## BEGIN Supplied material

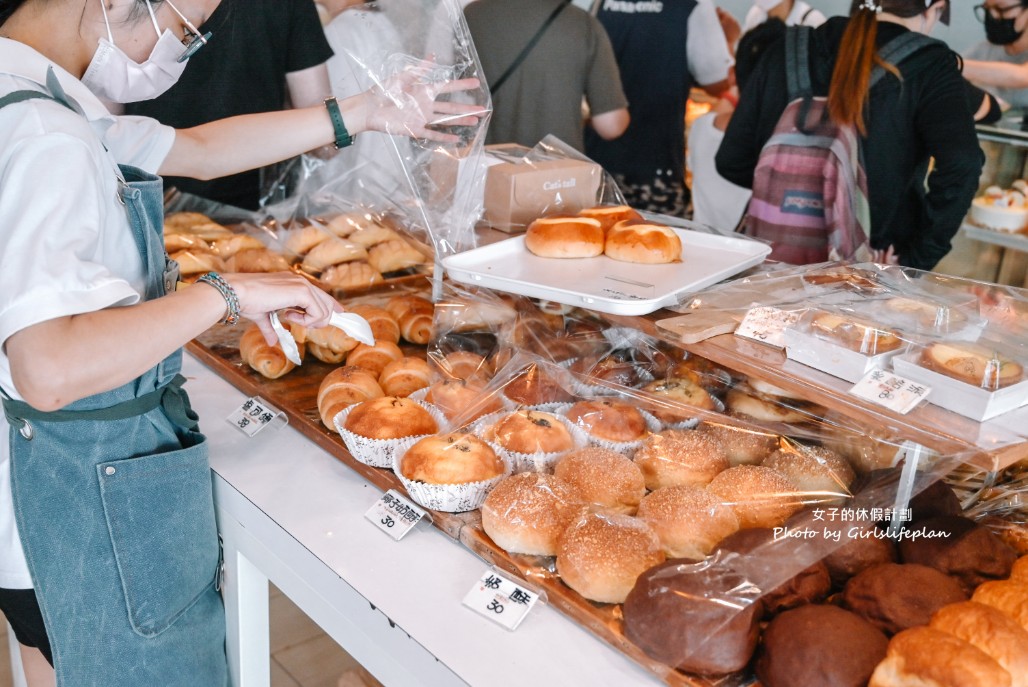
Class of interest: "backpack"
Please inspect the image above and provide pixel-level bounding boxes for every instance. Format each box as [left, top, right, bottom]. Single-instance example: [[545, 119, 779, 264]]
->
[[742, 27, 937, 264]]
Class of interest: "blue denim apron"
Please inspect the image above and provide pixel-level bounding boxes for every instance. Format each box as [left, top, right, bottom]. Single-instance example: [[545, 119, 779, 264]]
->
[[0, 78, 228, 687]]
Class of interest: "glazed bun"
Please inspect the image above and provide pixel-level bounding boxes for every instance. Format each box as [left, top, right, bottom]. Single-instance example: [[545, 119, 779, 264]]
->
[[397, 431, 505, 484], [632, 430, 728, 490], [482, 472, 579, 555], [579, 205, 643, 233], [524, 215, 603, 258], [868, 627, 1012, 687], [486, 408, 575, 454], [557, 512, 664, 604], [553, 446, 646, 515], [345, 396, 439, 439], [707, 465, 803, 528], [603, 219, 682, 264], [638, 486, 739, 561]]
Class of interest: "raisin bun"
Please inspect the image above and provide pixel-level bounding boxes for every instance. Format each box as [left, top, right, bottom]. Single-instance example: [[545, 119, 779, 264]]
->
[[345, 396, 439, 439], [400, 431, 505, 484], [524, 215, 603, 258], [485, 408, 575, 454]]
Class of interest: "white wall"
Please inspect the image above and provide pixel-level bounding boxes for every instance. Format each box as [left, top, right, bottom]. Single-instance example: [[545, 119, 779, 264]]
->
[[574, 0, 985, 52]]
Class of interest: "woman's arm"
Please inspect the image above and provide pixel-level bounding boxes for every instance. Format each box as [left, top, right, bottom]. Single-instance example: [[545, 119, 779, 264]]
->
[[159, 70, 484, 179], [963, 60, 1028, 88], [5, 273, 340, 410]]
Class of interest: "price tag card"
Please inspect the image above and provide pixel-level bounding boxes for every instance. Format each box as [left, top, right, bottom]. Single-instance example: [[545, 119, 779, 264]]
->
[[225, 396, 289, 436], [735, 306, 807, 349], [849, 367, 931, 415], [364, 490, 431, 541], [464, 569, 539, 631]]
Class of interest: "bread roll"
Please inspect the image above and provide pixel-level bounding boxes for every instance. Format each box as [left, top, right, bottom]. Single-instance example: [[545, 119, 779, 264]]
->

## END Supplied material

## [Aim of the exercise]
Could you quote every line of the records above word for word, leaving out the pictures?

## [Result]
Class of interest: "backpack"
Please inspect the image above and provide pixel-level bounding boxes for every instance. Format each box as [left, top, right, bottom]. Single-instance example: [[545, 119, 779, 264]]
->
[[742, 27, 937, 264]]
Class of interest: "blue denim apron"
Please inspect the image above and provide pixel-level bounding boxes for every instance. Format each box as [left, top, right, bottom]. Single-instance example: [[545, 119, 779, 264]]
->
[[0, 78, 228, 687]]
Class of interest: "glazed bun"
Please inspect the image above and provide pixel-level bounding boxes for every instance. Format each box as [left, top, right, bottom]. Single-instance example: [[545, 119, 779, 264]]
->
[[397, 431, 505, 484], [632, 430, 728, 490], [482, 472, 579, 555], [579, 205, 643, 233], [524, 215, 603, 258], [868, 627, 1012, 687], [486, 408, 575, 454], [557, 512, 664, 604], [553, 446, 646, 515], [345, 396, 439, 439], [707, 465, 803, 528], [603, 219, 682, 264], [638, 486, 739, 561]]
Class of interest: "raisin bun"
Please inspect the image above and provide pixel-level bounding boxes for every instance. Format each box as [left, top, right, bottom]. Single-instance example: [[545, 119, 779, 264]]
->
[[345, 396, 439, 439], [400, 431, 505, 484], [524, 215, 603, 258], [485, 408, 575, 454]]
Class of interest: "white wall"
Please inspect the image above and provide pixel-level bounding boxes for every instance. Format each box as [left, top, right, bottom]. Single-instance example: [[545, 119, 779, 264]]
->
[[574, 0, 985, 52]]
Class of interest: "woman's arm"
Please inspect the image above and provide pixel-level bounding boxes for every instance. Format each box as [left, top, right, bottom]. Single-instance example: [[545, 119, 779, 264]]
->
[[159, 70, 484, 179], [963, 60, 1028, 88], [5, 273, 340, 410]]
Class of interest: "price tag card"
Please inspect the image above and provide pixel-level bounding boxes for every instance. Format each box as [left, top, right, bottom]. Single-instance example: [[545, 119, 779, 264]]
->
[[225, 396, 289, 436], [735, 306, 807, 349], [849, 367, 931, 415], [364, 490, 431, 541], [464, 569, 539, 631]]
Class of interest: "bread roll"
Please inspect the image above and provide pixel-level bounding boxes for every instance. Format each box as [left, top, right, bottom]. Single-instance example: [[545, 119, 779, 264]]
->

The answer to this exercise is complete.